→ What the exercise asks:
Repeat all of the material exactly as given.

======== Material shown

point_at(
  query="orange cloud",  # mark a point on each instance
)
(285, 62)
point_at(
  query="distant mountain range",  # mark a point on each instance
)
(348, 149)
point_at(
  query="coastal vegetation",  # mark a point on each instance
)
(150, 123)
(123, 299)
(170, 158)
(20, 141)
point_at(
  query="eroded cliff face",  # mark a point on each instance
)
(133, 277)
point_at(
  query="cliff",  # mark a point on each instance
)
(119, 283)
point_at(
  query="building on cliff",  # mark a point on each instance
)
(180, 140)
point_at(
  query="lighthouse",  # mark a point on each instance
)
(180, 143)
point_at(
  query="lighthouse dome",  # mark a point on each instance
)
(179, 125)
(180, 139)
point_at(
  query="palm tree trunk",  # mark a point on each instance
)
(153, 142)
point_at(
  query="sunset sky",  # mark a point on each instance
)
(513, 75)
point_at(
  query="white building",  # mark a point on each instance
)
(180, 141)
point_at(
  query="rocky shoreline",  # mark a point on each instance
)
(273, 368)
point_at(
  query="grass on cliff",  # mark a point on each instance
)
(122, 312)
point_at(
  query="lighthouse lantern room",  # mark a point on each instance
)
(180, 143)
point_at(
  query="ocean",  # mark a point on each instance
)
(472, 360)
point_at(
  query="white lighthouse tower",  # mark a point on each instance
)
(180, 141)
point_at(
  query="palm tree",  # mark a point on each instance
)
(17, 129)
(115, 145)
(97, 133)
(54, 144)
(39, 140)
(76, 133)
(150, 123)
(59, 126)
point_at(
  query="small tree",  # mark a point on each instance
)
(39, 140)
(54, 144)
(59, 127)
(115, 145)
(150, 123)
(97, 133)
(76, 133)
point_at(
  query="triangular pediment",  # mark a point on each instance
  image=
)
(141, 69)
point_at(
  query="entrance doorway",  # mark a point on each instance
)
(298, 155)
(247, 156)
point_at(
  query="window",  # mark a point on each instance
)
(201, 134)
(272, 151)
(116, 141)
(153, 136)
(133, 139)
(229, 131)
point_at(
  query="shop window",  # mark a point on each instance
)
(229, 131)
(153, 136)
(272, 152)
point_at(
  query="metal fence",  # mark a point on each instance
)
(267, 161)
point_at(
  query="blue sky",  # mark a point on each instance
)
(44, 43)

================

→ Reply:
point_at(
  query="orange cloud",  # mark a point on each instance
)
(285, 62)
point_at(
  query="distant mountain range",  # mark a point on each instance
)
(348, 149)
point_at(
  query="coastal vegetation",  # mark a point on each instance
)
(150, 123)
(123, 299)
(170, 158)
(20, 141)
point_at(
  query="eroded cliff face",  # mark a point on each instance
)
(133, 277)
point_at(
  query="cliff",  # mark a point on each instance
)
(119, 283)
point_at(
  query="building on cliff",  # mark a point on each instance
)
(180, 140)
point_at(
  query="lighthouse",  # mark a point on each instance
)
(180, 143)
point_at(
  query="lighthouse dome",  # mark a point on each instance
)
(179, 125)
(180, 139)
point_at(
  query="palm tree trunk",  # mark a point on each instance
)
(153, 142)
point_at(
  query="sunset sky",  # mark a point on each instance
)
(513, 75)
point_at(
  query="white building",  # mark a point on each instance
)
(180, 141)
point_at(
  query="rocky shoreline",  # mark a point on each instance
)
(273, 368)
point_at(
  query="grass on cliff",  # mark a point on each instance
)
(122, 312)
point_at(
  query="lighthouse lantern room",  # mark a point on each instance
)
(180, 143)
point_at(
  query="ocean",  # mark a point on each instance
)
(472, 360)
point_at(
  query="white lighthouse tower",  # mark a point on each instance
)
(180, 141)
point_at(
  query="palm tree",  # mark a point on each instance
)
(17, 129)
(115, 145)
(97, 133)
(54, 144)
(39, 140)
(76, 133)
(150, 123)
(59, 126)
point_at(
  query="small tree",  # mark a point on each instance
)
(39, 140)
(54, 144)
(59, 127)
(115, 145)
(150, 123)
(97, 133)
(76, 133)
point_at(
  query="triangular pediment",  # mark a point on each instance
  image=
)
(141, 69)
point_at(
  query="entrance doorway",  # mark a point on each instance
)
(298, 155)
(247, 156)
point_at(
  query="window",  # mark a point on each instance
)
(201, 134)
(272, 151)
(116, 141)
(153, 136)
(133, 139)
(229, 131)
point_at(
  query="shop window",  # mark a point on each instance
)
(229, 131)
(153, 136)
(272, 152)
point_at(
  query="metal fence",  # mark a point on each instance
)
(267, 161)
point_at(
  query="blue sky",  # mark a point on each instance
)
(44, 43)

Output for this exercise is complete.